TASKS TO PERFORM:
[1] In the PC case forum post, which case caught the writer's eye?
[2] Continue the PC case forum post after its last sentence.

— BEGIN EXCERPT TO READ —

It must be said that i usually prefer quality over looks, but as i stated the Lian Li case really caught my eye - and if i can manage to keep the performance of my finished setup in that case on par, or only slightly "worse" (hotter) than building in an air cooled Define R6, i would prefer to go for it. But if the setup A below will be much hotter than setup B, i will not risk it and go with the latter, ditching the "good looks" in return of superior performance/cooling.

I know exactly how i want both setups, i simply can't decide which one to go for, and therefore could use a little feedback from some of you with good experience in building. I will not be OC'ing (at least not for now) and will use the machine for everyday work (light to medium video editing, photoshop and normal office use) + some gaming from time to time. Please spare me the "overkill" comments, and save them for another good time .

— END EXCERPT TO READ —
— BEGIN DATA BLOCK —

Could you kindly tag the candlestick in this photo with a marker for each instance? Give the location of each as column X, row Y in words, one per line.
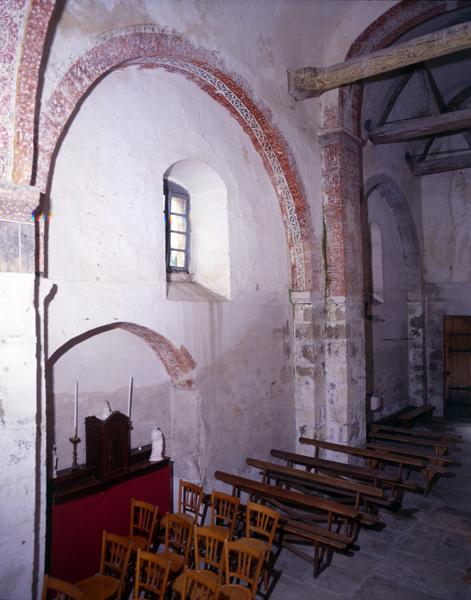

— END DATA BLOCK —

RESPONSES TO THE EXERCISE:
[1] The Lian Li case.

[2]
These are the components going into the build regardless if i go air or aio (*marked with green borders in the illustration further down*):

_* Text marked in bold are already bought, waiting to be used
(X) Number before each component in this list, is to show location in illustration further down _

(1) Motherboard: ASUS ROG Crosshair VIII Hero Wifi x570
(2) CPU: *AMD Ryzen 3950x*
(3) GPU: *ASUS GeForce RTX 2080 Ti ROG STRIX OC 11GB*
(4) Ram: 64 GB G. Skill Trident Z Neo DDR4-3600MHz CL16-19-19-39
(5) Storage: Samsung 970 EVO Plus 1TB SSD
(6) Additional storage: Samsung 970 EVO Plus 1TB SSD
(7) PSU: Corsair RM850 (2019 model)
So this is the base, no matter if i go left and right from here.

Now to the tricky part. I will add the parts from list A if i go aio, or the parts from list B if i go air. *All have been marked with yellow borders in the illustrations.*

*Setup A: Lian Li O11 Dynamic - Water (aio) cooled:*

(8A) AIO: Deepcool Castle 360EX - *top-mounted *(≤17.8 dB)
(9A) Rad fans: 3 x 120 mm. specially tuned TF120S PWM stock fans (500~1800 RPM±10%, 64.4 CFM, 2.33 mmAq, ≤32.1 dB) - *exhaust*
(10A) Side/front fans: 3 x 120 mm. Antec Prizm 120 ARGB PWM fans (500~2000 RPM±10%, 45.1 CFM, 2.56 mmAq, ≤32.6 dB) - *intake*
(11A) Bottom fans: 3 x 120 mm. Noctua NF-S12A PWM Chromax fans (700~1200 RPM±10%, 63.2 CFM, 1.19 mmAq, ≤17.8 dB) - *intake*
Thinking of adding 1 x 80 mm. Noctua NF-A8 PWM Chromax fan as exhaust in the back if needed.

*Setup B: Fractal Define R6 - Air cooled:*

(8B) Cooler: Noctua NH-D15 Chromax (≤0 dB?)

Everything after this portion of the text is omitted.